**PROVIDED DATA:**
>>>>
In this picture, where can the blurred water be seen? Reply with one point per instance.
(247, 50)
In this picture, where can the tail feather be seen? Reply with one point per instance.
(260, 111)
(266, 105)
<<<<
Give back exactly the lines running from the line that has "In this picture, where can the tail" to the end of the entries above.

**ANSWER SECTION:**
In this picture, where can the tail feather be seen? Reply with one point per instance.
(260, 111)
(266, 105)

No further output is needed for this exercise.